> _WORK REQUIRED_: Copy each entry below exactly as it reads.

START TASK MATERIAL

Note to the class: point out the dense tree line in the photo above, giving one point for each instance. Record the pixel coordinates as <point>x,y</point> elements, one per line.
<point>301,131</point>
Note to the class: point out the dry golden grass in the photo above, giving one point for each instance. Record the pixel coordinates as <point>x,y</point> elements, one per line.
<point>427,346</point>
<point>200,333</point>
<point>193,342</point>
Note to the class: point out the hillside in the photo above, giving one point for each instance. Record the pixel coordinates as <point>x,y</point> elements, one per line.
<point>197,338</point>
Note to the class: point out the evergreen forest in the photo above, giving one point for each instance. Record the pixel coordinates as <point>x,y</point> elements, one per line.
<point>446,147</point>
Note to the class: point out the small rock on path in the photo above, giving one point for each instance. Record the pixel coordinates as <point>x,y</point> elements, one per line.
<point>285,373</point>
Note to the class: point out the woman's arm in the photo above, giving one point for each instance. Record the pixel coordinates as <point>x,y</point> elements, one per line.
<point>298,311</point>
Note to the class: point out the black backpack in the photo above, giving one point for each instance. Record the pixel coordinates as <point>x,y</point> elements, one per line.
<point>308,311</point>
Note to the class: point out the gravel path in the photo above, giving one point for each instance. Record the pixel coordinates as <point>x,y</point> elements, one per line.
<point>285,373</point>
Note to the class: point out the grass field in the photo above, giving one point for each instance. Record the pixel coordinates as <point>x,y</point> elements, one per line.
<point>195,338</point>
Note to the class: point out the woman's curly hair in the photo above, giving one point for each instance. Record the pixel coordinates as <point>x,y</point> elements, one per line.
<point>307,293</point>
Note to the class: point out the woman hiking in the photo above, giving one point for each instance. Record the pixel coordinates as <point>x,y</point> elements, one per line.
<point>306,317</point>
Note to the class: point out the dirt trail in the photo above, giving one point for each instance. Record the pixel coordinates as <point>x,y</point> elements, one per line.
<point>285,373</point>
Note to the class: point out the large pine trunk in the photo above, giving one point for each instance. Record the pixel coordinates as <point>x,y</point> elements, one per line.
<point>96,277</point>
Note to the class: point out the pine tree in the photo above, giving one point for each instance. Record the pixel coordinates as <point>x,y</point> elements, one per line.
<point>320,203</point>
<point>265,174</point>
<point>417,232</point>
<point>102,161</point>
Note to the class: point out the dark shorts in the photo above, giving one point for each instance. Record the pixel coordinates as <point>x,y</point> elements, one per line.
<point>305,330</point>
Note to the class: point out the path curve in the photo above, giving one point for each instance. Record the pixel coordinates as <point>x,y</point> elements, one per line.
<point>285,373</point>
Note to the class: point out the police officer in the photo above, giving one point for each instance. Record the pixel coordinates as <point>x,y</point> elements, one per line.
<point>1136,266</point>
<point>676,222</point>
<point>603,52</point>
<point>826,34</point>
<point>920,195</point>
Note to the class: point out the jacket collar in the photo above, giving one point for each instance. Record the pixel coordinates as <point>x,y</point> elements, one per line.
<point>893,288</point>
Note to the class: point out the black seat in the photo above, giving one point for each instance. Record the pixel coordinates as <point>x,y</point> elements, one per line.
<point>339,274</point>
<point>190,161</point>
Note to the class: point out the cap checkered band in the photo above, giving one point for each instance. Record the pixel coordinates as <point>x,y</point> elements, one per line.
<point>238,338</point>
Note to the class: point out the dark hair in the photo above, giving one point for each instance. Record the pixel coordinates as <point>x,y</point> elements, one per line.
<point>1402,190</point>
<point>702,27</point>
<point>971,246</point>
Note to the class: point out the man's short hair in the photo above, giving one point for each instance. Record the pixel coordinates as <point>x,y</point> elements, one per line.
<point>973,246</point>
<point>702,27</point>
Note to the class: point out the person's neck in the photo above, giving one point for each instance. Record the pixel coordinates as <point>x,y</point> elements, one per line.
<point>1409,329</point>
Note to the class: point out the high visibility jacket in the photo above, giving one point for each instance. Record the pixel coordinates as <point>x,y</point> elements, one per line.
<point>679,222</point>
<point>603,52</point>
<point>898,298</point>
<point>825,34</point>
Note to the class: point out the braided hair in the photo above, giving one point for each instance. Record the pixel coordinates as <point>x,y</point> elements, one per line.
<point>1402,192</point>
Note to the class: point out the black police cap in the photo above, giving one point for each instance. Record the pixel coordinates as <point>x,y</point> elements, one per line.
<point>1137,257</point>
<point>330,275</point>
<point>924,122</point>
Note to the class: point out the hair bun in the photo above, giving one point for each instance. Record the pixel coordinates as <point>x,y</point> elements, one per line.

END TASK MATERIAL

> _WRITTEN SOLUTION_:
Note to the class: point out the dense tree line in the photo above, giving one point for each instance. Record the pixel coordinates as <point>x,y</point> elements, one per line.
<point>301,131</point>
Note to the class: point out the dry golden grass in the photo above, giving one point for each instance. Record the pixel coordinates as <point>x,y</point> elements, one per line.
<point>427,346</point>
<point>200,333</point>
<point>193,342</point>
Note to the class: point out the hillside in the photo above, giving one point for each instance. Record the pixel coordinates as <point>x,y</point> elements, one per line.
<point>197,338</point>
Note to the class: point out the evergreen forest in the photo above, giving one point for each instance. Record the pixel coordinates as <point>x,y</point> elements, one per line.
<point>446,147</point>
Note to the class: point out the small rock on path in the photo above, giving one point for each instance. Record the pixel coordinates as <point>x,y</point> elements, one per line.
<point>285,373</point>
Note to the class: point out the woman's arm in the photo above, giving one point for each instance. Record the pixel coordinates as <point>x,y</point> elements, one per line.
<point>298,311</point>
Note to the class: point out the black backpack in the photo above, giving one point for each instance. Record the pixel coordinates as <point>x,y</point> elements, one per line.
<point>308,311</point>
Note to the class: point out the gravel path in the photo above, giving one point for each instance. Record the pixel coordinates as <point>x,y</point> elements, one per line.
<point>285,373</point>
Note to the class: point out the grass field in the photo above, giving one point for each instance. Record the pixel coordinates as <point>x,y</point> elements, one per line.
<point>195,338</point>
Note to the class: point out the woman's curly hair in the photo above, giving one point for each instance. Record the pixel coordinates as <point>x,y</point> elements, one per line.
<point>307,293</point>
Note to the class: point out the woman hiking in the photo above, giving one point for each instance. Record the pixel coordinates as <point>x,y</point> elements, one per line.
<point>306,317</point>
Note to the class: point out the dirt trail in the photo above, giving one point for each instance. Record the pixel coordinates as <point>x,y</point> elements, one per line.
<point>285,373</point>
Note to the class: point out the large pine trunk in the photo above, giving one point for each instance. Record the pixel coordinates as <point>x,y</point> elements, one per line.
<point>96,277</point>
Note to the class: point out the pine tree in the photo above, giving one point for each instance. Record the pixel coordinates as <point>x,y</point> elements, one per line.
<point>320,203</point>
<point>265,174</point>
<point>417,232</point>
<point>102,161</point>
Note to the class: point out the dark shorts in the photo above, giving one point for each instance. Record the pixel coordinates as <point>x,y</point> elements, one per line.
<point>305,330</point>
Note to the class: point out the path curve in the photo above, giving one point for each instance. Record the pixel coordinates as <point>x,y</point> elements, one per line.
<point>285,373</point>
Note to the class: point out the police officer in the photo above, giving one point for each instance. Record the pixel coordinates as <point>x,y</point> elements, one per line.
<point>1136,266</point>
<point>676,222</point>
<point>603,52</point>
<point>826,34</point>
<point>920,195</point>
Note to the class: point out the jacket collar in the photo above, giving one point for each instance. Record the pixel coordinates as <point>x,y</point> elements, one per line.
<point>893,288</point>
Note to the class: point out the black seat in the photo above, giving one point for each instance. Record the pixel coordinates as <point>x,y</point> elements, one per line.
<point>339,274</point>
<point>190,161</point>
Note to the class: point out the cap checkered band in the photo above, giving one point for each instance. Record the pixel coordinates as <point>x,y</point> elements, one per line.
<point>238,338</point>
Note to the class: point out the dark hair in the photo above, giving one point for each instance. Record the pixel coordinates as <point>x,y</point> elements, one per line.
<point>1402,190</point>
<point>702,27</point>
<point>971,246</point>
Note to the class: point out the man's short hair in the photo above, giving one point for each instance. Record the pixel coordinates as <point>x,y</point> elements, one per line.
<point>973,246</point>
<point>702,27</point>
Note to the class: point out the person's neck in the photo above, giving one point for each instance. Record the pixel coordinates as <point>x,y</point> elements, one per line.
<point>1409,329</point>
Note to the class: point out the high visibility jacket in the photo above, giving one point for each instance. Record the pixel coordinates as <point>x,y</point> elements, one per line.
<point>679,222</point>
<point>603,52</point>
<point>898,298</point>
<point>825,34</point>
Note to the class: point out the braided hair in the photo above, giving one point for each instance. Record the pixel coordinates as <point>x,y</point> elements, one per line.
<point>1402,192</point>
Note to the class: point out the black police cap in the photo above, giving one point for each instance. Record the pixel coordinates as <point>x,y</point> elements, one per line.
<point>1137,257</point>
<point>330,275</point>
<point>924,122</point>
Note to the class: point out the hair bun in the photo above, giving one point for each instance. Record the pixel coordinates as <point>x,y</point> elements, one per line.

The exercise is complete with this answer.